- _How to complete this task_: Write out the section of the passage on viral videos from "A viral video is" up to and including "drafts and storyboards.", copying it word for word.

- _Selected excerpt_:
>>>

Occasionally, a client will ask us to create an animated viral video for them.
A viral video is a clip that’s shared and spreads like wildfire across the internet. Most of the time, they become a hit because they capture a completely improbable event.
Take Fenton the Labrador, for example.
This 46-second bit of mobile phone footage has amassed 15m views and lead to a book deal since it was first uploaded in 2011. A viral video means big business, so you can’t blame a client for wanting to commission one.
The trouble is, you can’t just engineer a viral video. If you had no budget or deadline, you could, technically, keep a camera rolling until something weird happened. But even then, you couldn’t guarantee the end product would have that magic ‘viral’ ingredient.
Of course, there’s not much room for a fluke event in animation when everything you see is created and planned meticulously with numerous drafts and storyboards.
What animators can do, however, is create an animation that people will want to share – and it’s unlikely that it will be a fact-heavy explainer video.

<<<

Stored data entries
>>>

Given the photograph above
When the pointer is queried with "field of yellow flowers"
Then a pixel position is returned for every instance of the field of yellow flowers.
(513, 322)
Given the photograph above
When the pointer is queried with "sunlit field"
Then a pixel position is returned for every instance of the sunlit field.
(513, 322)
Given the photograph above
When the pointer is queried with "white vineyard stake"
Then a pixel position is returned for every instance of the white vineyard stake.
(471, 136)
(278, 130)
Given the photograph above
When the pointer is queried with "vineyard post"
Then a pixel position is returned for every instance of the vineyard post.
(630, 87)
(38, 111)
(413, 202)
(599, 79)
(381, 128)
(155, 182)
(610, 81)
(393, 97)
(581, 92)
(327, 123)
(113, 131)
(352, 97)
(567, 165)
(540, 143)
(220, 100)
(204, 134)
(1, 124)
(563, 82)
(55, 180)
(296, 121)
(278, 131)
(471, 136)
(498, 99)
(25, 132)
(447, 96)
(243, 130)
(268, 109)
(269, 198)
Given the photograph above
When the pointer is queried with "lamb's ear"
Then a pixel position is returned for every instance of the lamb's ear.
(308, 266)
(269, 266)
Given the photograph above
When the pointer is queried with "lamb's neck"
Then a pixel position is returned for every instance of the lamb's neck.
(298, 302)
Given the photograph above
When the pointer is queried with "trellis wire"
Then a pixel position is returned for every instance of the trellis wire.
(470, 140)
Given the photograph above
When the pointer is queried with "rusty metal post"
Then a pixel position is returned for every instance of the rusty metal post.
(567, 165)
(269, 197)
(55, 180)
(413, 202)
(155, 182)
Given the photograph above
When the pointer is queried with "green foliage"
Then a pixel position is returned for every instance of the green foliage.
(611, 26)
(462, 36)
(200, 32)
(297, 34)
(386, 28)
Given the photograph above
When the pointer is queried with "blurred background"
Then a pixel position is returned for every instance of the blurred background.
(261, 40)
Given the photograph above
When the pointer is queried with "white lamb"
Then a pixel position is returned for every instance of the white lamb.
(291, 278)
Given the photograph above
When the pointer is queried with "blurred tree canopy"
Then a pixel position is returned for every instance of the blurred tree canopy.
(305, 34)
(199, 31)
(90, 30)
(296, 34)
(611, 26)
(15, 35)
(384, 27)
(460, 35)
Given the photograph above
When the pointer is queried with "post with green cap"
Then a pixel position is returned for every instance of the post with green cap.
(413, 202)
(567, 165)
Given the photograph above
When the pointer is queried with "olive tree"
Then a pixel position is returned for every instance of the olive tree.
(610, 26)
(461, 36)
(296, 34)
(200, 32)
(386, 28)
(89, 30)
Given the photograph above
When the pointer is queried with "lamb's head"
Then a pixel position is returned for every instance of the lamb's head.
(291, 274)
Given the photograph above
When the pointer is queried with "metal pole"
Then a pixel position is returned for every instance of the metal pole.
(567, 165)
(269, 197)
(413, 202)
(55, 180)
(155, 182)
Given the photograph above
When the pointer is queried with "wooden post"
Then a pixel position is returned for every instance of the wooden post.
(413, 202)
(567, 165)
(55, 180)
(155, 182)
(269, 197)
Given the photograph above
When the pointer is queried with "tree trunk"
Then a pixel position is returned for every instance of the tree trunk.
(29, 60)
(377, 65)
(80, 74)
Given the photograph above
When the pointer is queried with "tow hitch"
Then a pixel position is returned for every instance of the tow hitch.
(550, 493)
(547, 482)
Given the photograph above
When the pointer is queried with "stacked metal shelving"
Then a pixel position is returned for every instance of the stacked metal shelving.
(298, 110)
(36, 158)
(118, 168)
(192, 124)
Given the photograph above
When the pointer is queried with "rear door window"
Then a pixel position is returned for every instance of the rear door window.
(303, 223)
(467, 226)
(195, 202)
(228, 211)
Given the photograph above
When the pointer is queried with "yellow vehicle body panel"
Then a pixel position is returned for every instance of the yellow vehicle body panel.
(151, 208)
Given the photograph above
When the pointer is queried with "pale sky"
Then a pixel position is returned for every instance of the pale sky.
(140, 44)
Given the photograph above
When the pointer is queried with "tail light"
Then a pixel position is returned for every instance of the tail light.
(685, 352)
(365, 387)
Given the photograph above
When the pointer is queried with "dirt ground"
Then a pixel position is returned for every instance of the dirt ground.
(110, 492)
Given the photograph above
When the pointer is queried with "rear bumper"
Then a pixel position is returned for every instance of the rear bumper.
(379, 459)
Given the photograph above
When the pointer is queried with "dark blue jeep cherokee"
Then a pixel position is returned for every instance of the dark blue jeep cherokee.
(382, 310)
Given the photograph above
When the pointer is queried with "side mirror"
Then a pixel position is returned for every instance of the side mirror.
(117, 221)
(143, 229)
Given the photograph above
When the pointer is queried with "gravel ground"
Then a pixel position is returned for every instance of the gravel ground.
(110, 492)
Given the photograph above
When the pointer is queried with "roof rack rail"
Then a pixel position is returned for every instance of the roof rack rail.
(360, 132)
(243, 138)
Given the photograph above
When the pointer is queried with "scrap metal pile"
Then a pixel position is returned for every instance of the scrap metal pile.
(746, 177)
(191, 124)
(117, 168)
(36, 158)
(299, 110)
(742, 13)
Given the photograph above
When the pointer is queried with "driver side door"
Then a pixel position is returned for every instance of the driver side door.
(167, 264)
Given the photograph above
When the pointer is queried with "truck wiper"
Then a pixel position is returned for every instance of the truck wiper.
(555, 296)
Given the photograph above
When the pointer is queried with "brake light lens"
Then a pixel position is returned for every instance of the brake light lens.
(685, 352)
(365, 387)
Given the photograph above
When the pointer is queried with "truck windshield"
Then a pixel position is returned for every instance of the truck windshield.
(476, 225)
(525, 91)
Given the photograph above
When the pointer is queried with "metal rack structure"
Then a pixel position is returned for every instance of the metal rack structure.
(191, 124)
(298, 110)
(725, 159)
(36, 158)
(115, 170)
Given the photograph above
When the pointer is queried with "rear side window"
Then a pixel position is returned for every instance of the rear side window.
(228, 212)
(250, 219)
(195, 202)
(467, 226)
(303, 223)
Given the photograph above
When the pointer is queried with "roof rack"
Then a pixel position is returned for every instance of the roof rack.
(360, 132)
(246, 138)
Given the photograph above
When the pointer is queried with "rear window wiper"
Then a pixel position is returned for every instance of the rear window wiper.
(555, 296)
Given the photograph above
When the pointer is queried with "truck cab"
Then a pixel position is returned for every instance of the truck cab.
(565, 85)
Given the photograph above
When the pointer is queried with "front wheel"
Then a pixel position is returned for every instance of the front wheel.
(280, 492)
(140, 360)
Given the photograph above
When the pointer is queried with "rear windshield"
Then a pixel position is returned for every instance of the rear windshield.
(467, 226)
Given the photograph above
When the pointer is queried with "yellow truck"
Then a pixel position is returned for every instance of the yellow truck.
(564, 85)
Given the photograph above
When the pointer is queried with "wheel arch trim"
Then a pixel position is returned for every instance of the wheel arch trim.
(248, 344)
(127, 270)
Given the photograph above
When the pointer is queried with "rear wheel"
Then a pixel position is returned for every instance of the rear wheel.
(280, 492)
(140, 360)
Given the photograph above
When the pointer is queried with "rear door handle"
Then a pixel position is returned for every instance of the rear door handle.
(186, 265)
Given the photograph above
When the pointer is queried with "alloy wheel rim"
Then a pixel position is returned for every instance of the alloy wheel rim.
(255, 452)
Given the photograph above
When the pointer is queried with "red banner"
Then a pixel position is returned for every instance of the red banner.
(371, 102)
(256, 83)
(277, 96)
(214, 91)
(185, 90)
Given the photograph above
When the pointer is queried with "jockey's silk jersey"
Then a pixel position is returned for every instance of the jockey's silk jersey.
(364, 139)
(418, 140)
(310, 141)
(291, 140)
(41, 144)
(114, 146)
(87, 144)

<<<

- _Result for this task_:
A viral video is a clip that’s shared and spreads like wildfire across the internet. Most of the time, they become a hit because they capture a completely improbable event.
Take Fenton the Labrador, for example.
This 46-second bit of mobile phone footage has amassed 15m views and lead to a book deal since it was first uploaded in 2011. A viral video means big business, so you can’t blame a client for wanting to commission one.
The trouble is, you can’t just engineer a viral video. If you had no budget or deadline, you could, technically, keep a camera rolling until something weird happened. But even then, you couldn’t guarantee the end product would have that magic ‘viral’ ingredient.
Of course, there’s not much room for a fluke event in animation when everything you see is created and planned meticulously with numerous drafts and storyboards.